▶ [Passage to read]:
+++

Subsequently, Père (1988) adopted the francophone use of Lobi ("la région Lobi") to cover the peoples of the Gaoua District of Burkina Faso, including not only the Jãa (Dian); the Gaàn (Gan); the Teésé (Teguessié); the Dòcsè (or Dorossié, but also the Kùlãgo [Kulango]); the Dagara (divided into Dagara Lobr and Dagara Wiili [Oulé]); and the Pwa (formerly known as the Pugula or Pougouli), who speak a Grusi language. Indeed, because she is dealing with the region, she also includes the Wala and the Dagara-Jula in her account.
The problems of ethnic classification in this area are several. In the first place, names differ, depending on whether they are used by francophones or by anglophones. The Lobi described by Rattray (1932) include the Birifor as well as the Dagara of Labouret. Second, the names have changed over time. People who were known as "Lobi" in the Lawra District of Ghana at the beginning of the nineteenth century are now "Dagara." Third, the names themselves often do not describe distinct ethnic groups. There are many differences in custom and organization between neighboring settlements, and these settlements may be referred to by the two quasi-directional terms, "Lo" (Lobi, west) and "Dagaa" (east), to distinguish different practices (for example, the use of xylophones). A settlement may identify with its eastern neighbors on one occasion (as Dagaa) and with its western ones (as Lo) on another. This actor usage has led Goody to identify a spectrum of peoples, the LoDagaa, who use these names for reference to themselves and others. They are, from west to east, the true Lobi, the Birifor or LoBirifor, the LoPiel (around Nandom) and the LoSaala (around Lawra), the Dagara (around Dano), the LoWiili (around Birifu), both DagaaWiili (around Tugu), and the Dagaba or Dagarti. The Wala speak the Dagaba language and constitute a small state that has its origins eastward in Dagomba. That state established itself as ruler over the southern Dagaba and some Grusi-speaking peoples. In the west, a branch of the ruling dynasty extended across the Black Volta to Buna, where they adapted the local Kulango language. The LoPiel and the LoSaala are known to francophones as "Dagara" (or Dagara-Lobr), and they now generally use this term rather than "Lobi" for self-reference because they have been forced to classify themselves unambiguously for administrative purposes. That change is widespread because "Dagara" is often a more prestigious term than "Lobi." The latter is associated in many people's minds with the large lip plugs of gourd or metal that are worn in the west (the easterners wear thin metal plugs) and with the stress that the westerners place on matrilineal inheritance, about which modernizers (church, schools, law, some administrators) generally feel hostile and ambivalent.

+++

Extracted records
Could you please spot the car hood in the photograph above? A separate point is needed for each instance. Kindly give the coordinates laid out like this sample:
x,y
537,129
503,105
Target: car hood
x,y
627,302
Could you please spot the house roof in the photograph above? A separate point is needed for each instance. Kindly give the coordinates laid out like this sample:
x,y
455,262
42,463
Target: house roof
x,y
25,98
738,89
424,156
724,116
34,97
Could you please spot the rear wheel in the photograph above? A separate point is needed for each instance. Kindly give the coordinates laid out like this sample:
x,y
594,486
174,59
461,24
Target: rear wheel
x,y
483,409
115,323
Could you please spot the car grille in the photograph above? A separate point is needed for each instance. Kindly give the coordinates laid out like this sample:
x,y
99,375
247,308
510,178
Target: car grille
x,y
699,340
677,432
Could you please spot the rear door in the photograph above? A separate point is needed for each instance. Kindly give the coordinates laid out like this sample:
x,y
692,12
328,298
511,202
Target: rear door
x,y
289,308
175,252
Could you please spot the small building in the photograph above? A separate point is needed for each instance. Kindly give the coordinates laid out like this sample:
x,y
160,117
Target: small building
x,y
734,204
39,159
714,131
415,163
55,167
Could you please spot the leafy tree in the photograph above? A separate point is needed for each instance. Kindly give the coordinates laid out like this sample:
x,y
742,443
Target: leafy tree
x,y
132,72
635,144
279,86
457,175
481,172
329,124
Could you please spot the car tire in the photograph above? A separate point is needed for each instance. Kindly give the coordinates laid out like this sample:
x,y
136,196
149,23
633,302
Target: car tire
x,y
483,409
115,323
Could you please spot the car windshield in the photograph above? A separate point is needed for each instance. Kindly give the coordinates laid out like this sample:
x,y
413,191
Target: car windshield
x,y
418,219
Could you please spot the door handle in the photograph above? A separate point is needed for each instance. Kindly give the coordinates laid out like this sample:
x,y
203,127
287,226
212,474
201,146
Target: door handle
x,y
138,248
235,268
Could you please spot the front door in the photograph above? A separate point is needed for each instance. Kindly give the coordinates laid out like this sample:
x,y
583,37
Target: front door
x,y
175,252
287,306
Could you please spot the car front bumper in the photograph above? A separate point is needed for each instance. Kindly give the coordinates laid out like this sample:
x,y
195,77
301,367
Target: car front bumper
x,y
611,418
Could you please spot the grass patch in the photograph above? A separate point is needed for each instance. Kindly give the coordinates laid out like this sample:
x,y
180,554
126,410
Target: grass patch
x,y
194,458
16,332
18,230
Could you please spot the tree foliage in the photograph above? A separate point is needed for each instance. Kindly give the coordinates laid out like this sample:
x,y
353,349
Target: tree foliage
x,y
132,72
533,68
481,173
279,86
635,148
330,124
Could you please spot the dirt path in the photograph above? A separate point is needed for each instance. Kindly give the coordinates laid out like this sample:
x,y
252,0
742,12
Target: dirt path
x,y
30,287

+++

▶ [Problem 1]:
In the passage on Lobi and Dagara ethnic names, where does the small Wala state have its origins?
▶ [Problem 2]:
Repeat, word for word, the stretch of the passage on Lobi and Dagara ethnic names from "Subsequently, Père (1988)" through "in her account.".

▶ [Reply 1]:
Eastward in Dagomba.

▶ [Reply 2]:
Subsequently, Père (1988) adopted the francophone use of Lobi ("la région Lobi") to cover the peoples of the Gaoua District of Burkina Faso, including not only the Jãa (Dian); the Gaàn (Gan); the Teésé (Teguessié); the Dòcsè (or Dorossié, but also the Kùlãgo [Kulango]); the Dagara (divided into Dagara Lobr and Dagara Wiili [Oulé]); and the Pwa (formerly known as the Pugula or Pougouli), who speak a Grusi language. Indeed, because she is dealing with the region, she also includes the Wala and the Dagara-Jula in her account.